ТЕКСТ ДЛЯ ЧТЕНИЯ:
————————
Экран светился, и на нем появились слова: «Сегодня по арифметике мы будем проходить сложение правильных дробей. Пожалуйста, опусти в щель вчерашнее домашнее задание».
Марджи со вздохом повиновалась. Она думала о старых школах, которые были в те времена, когда дедушкин дедушка был маленьким мальчиком. Все дети со всей округи кричали и смеялись на школьном дворе, вместе сидели в классах, а в конце дня вместе отправлялись домой. Они все учили одно и то же и могли помогать друг другу делать домашние задания и говорить о них.
И учителя были людьми…
Механический учитель писал на экране: «Когда мы складываем дроби 1/2 и 1/4…»
Марджи думала о том, как, должно быть, дети любили тогда школу. Она думала о том, как им было весело.
Высокий вкус, художественное чутье, чувство меры… Этих слов, уместных в аннотации или в хвалебной рецензии, все же недостаточно, чтобы понять, почему сборник, увидевший свет в 1964 году, и сегодня радует новизной, кажется свежим, ярким, нестареющим. Я брал его в библиотеке, перечитывал несколько раз, и теперь, спустя годы, накануне переиздания, мне захотелось понять, в чем секрет силы этой антологии. Можно объяснить, конечно, настоящая фантастика (как и вообще настоящая литература, к которой она принадлежит целиком и полностью) не увядает. Но что такое настоящая фантастика?
————————
ФРАГМЕНТ НАБОРА ДАННЫХ:

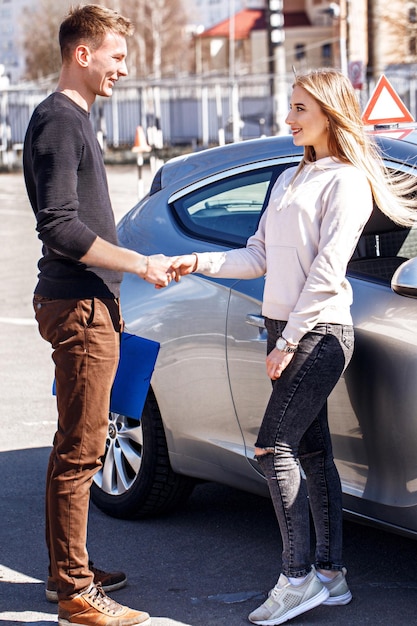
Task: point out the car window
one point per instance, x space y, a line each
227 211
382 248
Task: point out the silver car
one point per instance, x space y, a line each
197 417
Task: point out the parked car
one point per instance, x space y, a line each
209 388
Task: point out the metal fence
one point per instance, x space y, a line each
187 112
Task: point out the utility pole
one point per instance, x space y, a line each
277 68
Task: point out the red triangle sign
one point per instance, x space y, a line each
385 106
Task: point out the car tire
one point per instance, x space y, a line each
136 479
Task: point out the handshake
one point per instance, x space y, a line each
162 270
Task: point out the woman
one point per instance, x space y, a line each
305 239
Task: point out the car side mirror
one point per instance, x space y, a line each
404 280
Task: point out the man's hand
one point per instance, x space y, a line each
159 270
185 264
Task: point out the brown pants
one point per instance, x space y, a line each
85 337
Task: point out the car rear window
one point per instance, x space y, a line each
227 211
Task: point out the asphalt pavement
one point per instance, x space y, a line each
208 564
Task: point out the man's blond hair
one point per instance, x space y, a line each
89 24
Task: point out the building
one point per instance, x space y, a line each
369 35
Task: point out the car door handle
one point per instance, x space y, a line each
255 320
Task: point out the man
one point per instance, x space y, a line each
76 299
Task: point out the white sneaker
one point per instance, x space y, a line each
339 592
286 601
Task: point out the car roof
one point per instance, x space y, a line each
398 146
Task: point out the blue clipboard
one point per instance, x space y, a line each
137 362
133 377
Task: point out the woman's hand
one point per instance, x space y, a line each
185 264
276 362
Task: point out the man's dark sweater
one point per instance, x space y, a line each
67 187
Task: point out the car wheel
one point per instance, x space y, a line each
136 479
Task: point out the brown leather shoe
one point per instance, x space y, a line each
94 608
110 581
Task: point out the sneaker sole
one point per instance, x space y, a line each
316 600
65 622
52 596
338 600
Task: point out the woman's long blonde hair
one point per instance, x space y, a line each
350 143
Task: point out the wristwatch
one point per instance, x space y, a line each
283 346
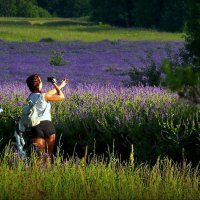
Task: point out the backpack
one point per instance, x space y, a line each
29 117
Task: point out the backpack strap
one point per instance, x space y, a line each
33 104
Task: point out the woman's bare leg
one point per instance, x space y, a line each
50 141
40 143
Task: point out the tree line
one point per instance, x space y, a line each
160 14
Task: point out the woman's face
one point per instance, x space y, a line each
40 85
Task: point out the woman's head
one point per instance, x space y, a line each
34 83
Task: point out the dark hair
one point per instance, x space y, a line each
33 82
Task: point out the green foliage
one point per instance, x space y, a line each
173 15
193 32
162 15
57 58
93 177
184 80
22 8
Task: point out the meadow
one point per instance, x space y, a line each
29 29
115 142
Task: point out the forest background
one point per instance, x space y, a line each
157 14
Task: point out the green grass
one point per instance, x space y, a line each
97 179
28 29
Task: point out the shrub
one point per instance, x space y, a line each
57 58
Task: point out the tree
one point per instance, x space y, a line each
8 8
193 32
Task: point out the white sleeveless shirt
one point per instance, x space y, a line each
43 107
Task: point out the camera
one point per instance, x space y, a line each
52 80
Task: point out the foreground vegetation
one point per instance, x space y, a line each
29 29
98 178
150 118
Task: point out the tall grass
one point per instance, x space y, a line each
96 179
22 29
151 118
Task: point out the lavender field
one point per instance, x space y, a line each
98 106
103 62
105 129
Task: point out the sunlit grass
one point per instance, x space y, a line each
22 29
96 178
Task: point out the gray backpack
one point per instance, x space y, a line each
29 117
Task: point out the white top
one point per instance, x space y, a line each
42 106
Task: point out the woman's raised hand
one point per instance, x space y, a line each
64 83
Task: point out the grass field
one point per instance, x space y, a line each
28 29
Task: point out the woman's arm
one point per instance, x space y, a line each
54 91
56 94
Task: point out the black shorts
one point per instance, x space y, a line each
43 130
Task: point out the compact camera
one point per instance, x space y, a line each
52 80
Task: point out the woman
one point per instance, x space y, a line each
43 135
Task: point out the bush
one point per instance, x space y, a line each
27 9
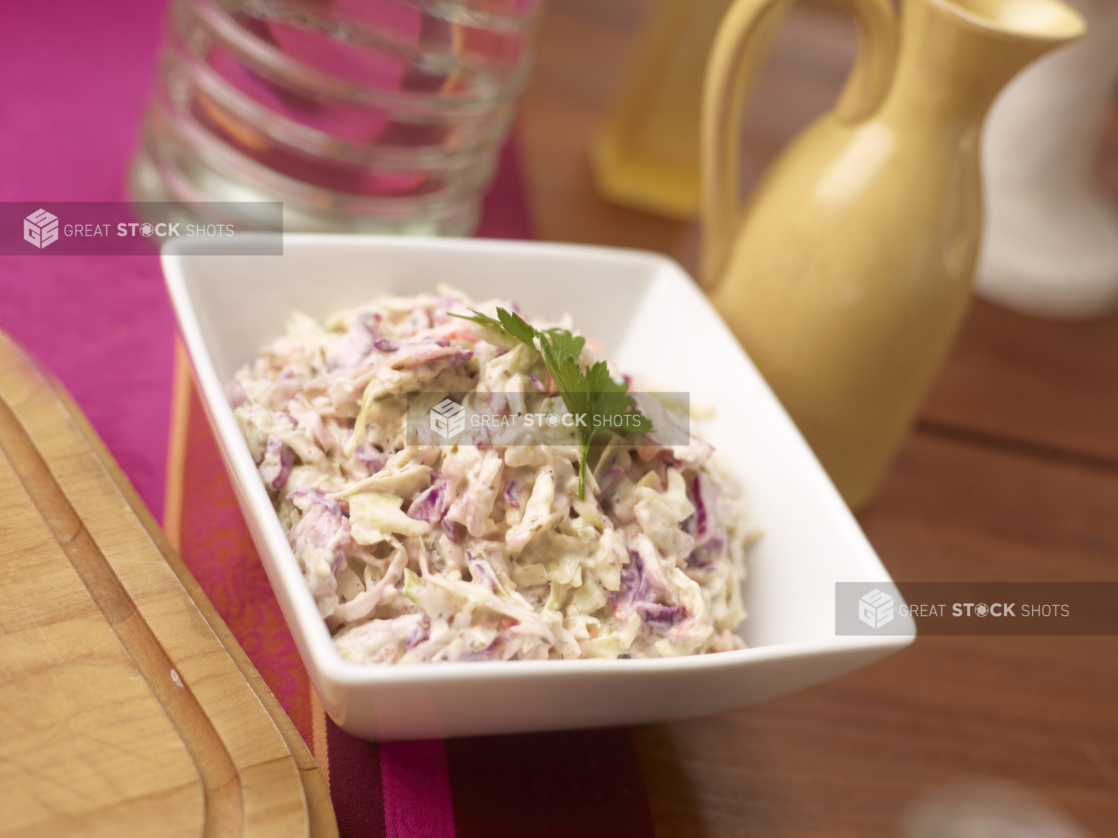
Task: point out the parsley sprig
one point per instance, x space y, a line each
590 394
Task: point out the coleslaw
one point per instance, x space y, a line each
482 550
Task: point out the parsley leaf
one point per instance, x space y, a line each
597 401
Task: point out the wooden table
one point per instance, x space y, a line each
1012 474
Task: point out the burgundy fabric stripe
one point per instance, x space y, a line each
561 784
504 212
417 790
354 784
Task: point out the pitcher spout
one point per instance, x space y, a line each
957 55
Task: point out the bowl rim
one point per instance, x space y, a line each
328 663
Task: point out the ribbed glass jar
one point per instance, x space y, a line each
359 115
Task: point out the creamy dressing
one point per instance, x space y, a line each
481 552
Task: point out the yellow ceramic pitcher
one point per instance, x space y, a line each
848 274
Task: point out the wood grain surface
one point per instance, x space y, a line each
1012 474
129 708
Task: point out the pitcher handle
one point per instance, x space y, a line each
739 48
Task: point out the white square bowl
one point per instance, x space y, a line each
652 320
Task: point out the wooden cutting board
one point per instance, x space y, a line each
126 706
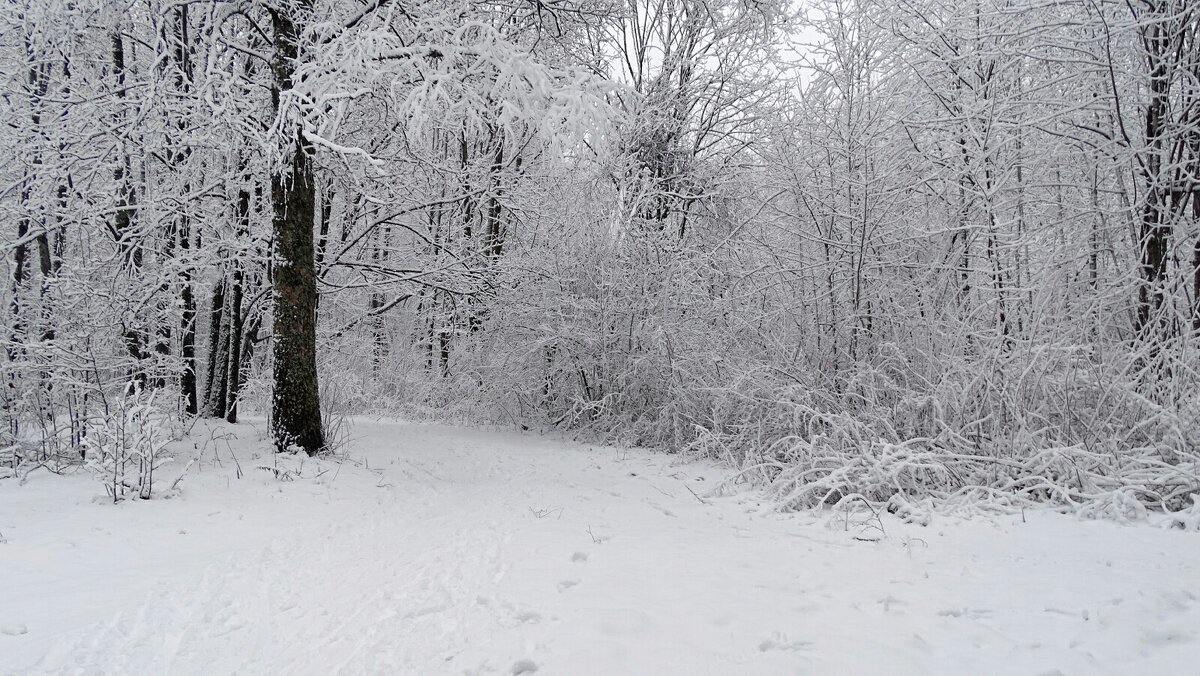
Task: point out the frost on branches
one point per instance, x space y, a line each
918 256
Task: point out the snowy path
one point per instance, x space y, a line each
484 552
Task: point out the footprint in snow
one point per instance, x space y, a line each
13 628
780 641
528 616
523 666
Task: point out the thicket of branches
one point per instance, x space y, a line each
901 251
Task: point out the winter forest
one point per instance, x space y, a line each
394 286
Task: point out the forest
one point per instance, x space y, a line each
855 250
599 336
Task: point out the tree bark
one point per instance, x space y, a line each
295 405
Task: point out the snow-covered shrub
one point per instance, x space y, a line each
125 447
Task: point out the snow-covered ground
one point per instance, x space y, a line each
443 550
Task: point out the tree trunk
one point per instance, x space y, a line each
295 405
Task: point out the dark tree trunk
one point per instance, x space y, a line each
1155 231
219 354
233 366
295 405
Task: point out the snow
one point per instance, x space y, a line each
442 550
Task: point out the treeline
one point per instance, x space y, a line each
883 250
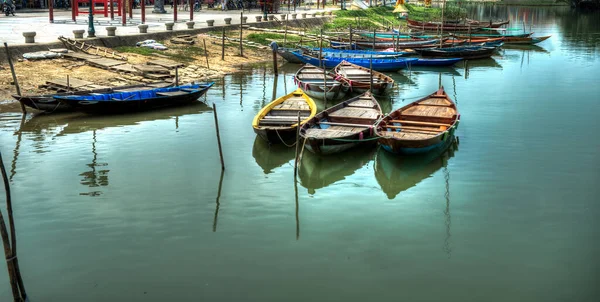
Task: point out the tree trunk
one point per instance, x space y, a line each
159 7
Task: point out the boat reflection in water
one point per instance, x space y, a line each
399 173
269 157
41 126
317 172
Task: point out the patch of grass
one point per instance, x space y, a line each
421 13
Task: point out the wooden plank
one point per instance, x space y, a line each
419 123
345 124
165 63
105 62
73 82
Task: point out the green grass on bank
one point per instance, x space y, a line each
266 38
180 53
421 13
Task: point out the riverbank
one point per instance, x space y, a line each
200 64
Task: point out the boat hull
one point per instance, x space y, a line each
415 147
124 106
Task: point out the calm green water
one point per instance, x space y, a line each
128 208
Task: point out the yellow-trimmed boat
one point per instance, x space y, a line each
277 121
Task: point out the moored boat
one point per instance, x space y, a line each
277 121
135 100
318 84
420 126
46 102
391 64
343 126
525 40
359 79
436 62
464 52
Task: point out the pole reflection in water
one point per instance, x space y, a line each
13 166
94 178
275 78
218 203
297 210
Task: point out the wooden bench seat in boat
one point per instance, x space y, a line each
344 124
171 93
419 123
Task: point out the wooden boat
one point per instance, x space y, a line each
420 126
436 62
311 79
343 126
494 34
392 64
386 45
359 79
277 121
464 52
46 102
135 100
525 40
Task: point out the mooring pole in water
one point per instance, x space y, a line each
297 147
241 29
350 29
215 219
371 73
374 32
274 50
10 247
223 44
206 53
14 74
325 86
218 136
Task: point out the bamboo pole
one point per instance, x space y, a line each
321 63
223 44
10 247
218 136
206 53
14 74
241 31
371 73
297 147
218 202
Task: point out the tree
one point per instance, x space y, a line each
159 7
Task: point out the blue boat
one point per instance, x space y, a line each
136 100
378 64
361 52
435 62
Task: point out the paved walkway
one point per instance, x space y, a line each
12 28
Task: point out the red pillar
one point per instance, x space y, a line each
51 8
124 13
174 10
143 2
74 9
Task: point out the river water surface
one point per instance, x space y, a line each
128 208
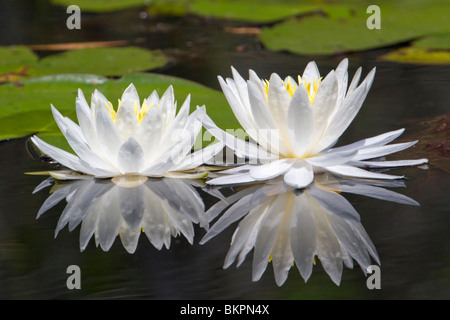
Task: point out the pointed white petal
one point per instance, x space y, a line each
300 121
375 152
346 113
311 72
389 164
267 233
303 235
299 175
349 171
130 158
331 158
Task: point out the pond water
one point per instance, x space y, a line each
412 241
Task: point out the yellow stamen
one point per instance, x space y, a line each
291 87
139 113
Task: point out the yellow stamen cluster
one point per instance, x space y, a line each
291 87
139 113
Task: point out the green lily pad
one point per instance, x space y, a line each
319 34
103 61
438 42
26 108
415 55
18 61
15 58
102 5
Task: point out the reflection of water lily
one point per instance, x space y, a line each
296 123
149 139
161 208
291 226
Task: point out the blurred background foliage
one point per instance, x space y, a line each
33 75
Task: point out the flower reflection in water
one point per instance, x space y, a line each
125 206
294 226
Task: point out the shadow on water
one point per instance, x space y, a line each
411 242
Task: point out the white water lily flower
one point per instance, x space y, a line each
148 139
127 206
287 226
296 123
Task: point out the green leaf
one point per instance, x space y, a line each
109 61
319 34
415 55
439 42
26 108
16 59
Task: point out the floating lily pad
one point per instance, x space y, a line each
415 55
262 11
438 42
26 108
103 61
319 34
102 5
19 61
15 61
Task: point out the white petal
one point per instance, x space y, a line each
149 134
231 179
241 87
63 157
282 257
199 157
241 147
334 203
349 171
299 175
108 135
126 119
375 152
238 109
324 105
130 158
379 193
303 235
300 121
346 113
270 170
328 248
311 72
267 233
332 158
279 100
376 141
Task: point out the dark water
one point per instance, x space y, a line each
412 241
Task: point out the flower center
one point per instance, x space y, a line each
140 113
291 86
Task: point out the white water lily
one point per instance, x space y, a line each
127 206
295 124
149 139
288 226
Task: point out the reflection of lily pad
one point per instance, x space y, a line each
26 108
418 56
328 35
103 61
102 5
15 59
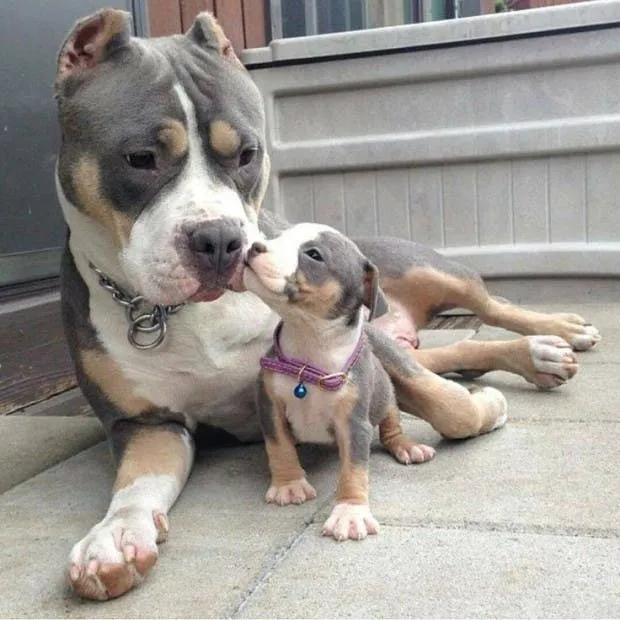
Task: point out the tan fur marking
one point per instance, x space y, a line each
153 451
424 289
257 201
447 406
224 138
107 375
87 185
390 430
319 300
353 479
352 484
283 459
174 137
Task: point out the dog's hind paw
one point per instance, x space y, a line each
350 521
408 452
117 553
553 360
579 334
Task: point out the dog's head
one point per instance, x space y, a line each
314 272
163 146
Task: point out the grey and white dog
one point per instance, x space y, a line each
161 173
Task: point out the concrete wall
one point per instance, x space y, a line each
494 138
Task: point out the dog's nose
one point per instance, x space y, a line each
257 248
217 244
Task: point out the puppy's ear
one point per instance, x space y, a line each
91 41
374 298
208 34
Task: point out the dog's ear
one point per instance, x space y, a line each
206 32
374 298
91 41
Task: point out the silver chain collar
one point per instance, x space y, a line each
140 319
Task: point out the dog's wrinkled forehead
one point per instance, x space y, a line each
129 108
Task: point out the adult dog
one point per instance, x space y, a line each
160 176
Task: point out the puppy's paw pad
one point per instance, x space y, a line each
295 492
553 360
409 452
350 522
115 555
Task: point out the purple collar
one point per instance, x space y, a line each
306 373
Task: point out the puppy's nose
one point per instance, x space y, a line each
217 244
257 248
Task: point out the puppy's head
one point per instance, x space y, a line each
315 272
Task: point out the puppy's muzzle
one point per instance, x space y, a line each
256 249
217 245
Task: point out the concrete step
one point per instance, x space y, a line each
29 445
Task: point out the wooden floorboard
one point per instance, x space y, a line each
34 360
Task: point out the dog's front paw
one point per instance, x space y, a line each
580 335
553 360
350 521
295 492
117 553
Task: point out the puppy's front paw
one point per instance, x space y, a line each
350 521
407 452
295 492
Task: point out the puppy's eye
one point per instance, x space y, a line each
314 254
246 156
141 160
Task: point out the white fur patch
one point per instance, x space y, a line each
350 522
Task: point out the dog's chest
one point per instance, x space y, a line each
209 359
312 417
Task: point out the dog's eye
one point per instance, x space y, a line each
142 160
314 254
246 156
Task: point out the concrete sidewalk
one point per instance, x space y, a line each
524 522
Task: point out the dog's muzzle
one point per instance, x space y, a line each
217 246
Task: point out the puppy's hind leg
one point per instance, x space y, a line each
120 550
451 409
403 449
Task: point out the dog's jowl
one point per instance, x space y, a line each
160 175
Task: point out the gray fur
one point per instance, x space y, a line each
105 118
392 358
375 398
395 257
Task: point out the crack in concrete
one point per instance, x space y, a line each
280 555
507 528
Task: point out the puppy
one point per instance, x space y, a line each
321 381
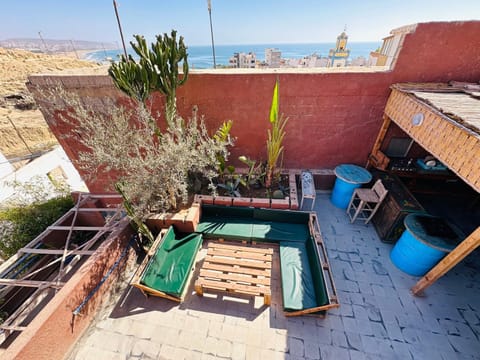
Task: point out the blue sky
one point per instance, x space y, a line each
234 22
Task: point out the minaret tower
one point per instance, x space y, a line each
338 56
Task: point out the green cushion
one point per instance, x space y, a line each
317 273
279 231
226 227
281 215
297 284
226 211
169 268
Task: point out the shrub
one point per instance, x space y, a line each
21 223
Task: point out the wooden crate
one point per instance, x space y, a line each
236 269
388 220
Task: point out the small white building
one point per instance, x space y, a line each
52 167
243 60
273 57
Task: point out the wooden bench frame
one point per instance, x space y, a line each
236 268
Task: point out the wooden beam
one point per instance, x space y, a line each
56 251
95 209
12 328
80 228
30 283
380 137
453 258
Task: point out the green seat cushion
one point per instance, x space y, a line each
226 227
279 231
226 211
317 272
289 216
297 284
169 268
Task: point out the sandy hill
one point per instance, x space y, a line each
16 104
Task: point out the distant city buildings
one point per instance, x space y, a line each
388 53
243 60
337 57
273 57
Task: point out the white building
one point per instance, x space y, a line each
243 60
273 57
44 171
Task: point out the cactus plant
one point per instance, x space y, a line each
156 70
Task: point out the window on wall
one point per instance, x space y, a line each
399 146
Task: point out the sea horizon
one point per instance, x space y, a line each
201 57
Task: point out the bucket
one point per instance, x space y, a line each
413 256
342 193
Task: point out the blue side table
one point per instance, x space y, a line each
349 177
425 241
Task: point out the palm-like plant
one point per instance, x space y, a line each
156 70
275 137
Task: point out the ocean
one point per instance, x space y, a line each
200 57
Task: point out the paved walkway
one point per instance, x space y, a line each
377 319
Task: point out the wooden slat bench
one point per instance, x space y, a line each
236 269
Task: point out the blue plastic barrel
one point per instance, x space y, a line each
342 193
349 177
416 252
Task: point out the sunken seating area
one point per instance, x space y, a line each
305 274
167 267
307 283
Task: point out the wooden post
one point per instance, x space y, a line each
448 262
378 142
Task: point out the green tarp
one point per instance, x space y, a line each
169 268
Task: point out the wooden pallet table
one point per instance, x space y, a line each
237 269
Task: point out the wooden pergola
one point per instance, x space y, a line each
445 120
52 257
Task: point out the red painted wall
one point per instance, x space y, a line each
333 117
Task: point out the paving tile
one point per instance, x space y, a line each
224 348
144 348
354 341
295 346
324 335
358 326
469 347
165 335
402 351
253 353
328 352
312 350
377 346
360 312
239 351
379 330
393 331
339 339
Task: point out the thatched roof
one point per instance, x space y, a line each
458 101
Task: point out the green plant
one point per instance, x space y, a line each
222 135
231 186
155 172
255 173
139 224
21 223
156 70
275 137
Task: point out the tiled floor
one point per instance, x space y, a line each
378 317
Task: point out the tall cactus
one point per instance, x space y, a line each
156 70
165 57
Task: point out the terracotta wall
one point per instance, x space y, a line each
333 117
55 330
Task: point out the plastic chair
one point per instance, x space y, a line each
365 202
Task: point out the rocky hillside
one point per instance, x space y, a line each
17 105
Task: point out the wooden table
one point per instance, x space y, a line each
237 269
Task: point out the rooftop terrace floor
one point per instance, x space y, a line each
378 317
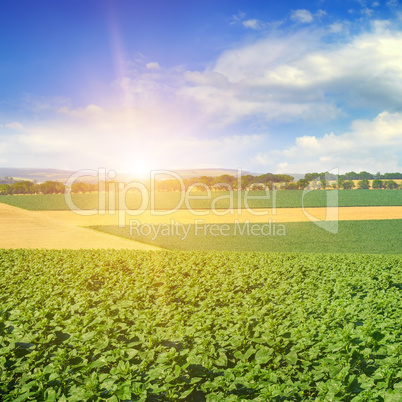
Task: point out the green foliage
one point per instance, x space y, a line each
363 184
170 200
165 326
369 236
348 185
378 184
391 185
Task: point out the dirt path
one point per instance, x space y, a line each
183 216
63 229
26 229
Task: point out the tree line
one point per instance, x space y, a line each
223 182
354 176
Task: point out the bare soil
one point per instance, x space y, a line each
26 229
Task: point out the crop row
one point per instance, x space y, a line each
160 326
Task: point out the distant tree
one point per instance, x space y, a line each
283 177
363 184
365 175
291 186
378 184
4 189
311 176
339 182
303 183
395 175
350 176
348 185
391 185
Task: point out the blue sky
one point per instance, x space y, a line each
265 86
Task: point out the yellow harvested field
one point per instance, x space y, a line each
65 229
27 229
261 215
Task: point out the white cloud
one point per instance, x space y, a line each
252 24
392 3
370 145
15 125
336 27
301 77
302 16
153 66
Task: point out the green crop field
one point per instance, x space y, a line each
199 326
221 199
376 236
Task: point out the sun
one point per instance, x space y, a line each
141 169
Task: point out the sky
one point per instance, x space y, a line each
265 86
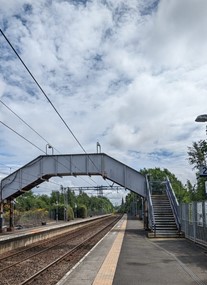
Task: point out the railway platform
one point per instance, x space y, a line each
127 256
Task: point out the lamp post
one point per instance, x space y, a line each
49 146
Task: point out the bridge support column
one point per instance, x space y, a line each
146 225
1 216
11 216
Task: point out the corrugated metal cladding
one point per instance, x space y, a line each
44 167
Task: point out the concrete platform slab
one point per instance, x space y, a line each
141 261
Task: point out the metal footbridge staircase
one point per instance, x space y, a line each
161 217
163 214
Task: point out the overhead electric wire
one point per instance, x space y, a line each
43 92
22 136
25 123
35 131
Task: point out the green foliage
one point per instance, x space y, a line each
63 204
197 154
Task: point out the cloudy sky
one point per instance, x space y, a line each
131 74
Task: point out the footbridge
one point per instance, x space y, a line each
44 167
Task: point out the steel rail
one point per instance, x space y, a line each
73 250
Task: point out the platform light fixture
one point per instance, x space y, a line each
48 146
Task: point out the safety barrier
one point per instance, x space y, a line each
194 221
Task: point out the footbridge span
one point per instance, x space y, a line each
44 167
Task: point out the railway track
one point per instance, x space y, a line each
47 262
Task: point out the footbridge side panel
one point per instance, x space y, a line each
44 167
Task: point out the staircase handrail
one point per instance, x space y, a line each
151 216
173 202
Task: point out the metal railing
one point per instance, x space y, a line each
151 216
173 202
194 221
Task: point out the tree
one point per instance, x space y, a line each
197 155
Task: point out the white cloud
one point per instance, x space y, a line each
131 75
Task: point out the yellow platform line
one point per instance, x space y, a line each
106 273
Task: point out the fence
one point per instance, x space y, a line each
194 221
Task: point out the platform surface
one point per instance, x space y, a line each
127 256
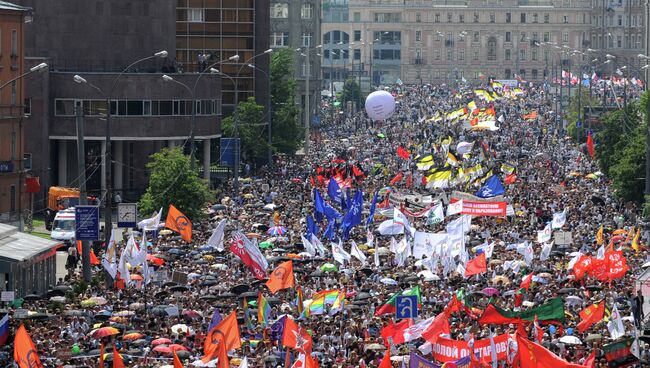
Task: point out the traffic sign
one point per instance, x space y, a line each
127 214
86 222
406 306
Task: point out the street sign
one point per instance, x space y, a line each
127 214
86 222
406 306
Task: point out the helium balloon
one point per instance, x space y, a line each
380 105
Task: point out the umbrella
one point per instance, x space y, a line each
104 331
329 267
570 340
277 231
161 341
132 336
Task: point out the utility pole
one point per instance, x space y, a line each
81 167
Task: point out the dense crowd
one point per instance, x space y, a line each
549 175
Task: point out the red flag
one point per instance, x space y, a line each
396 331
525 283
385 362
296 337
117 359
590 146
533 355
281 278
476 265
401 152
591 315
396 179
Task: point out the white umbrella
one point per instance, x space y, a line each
————————
ЗАДАНИЕ:
Продолжите текст для чтения сразу после его последнего предложения.

ОТВЕТ:
Осмелюсь сделать парадоксальный вывод (он обязательно подвергнется критике со стороны заядлых читателей и со стороны литературоведов): хорошая фантастика, как правило, та, где речь идет вовсе не о фантастике.
Ведь вот в рассказе Р. Брэдбери «Ржавчина» — разве нам так уж интересно само изобретение, превращающее стратегический металл в ржавчину? Разве нам важна химия или физика этого процесса? Или рассказ сильно проиграет, если Холлис будет превращать металл в труху мановением волшебной палочки, а то и просто дуновением? Мы всецело на стороне главного героя, потому что он хочет мира, — нас роднит с ним страстное желание выжить на этой нашпигованной оружием планете. Но, вместе с Рэем Брэдбери, мы также понимаем, что есть немало людей на Земле, которые не разделяют с нами этого страстного желания, которым выгодно разделение планеты на враждующие лагеря, которые мечтают сохранить силу любой ценой. И для этих людей конструкционная сторона военной техники непринципиальна — при определенных условиях сгодится и «старое доброе дерево», тривиальная ножка стула. Существование таких людей — никакая не фантастика, а тревожная реальность, и мы должны отдавать себе отчет, что на многострадальной планете прольется еще изрядно крови, прежде чем человечество навсегда откажется от практики решения различных проблем с позиции силы. Однако новое мышление настойчиво пробивает себе дорогу, и в том, что оно завоевывает все больше умов, немалая заслуга хороших писателей, выступающих против войны и милитаризма, таких, как Р. Брэдбери, Р. Шекли («Мятеж шлюпки»), К. Борунь («Фантом»).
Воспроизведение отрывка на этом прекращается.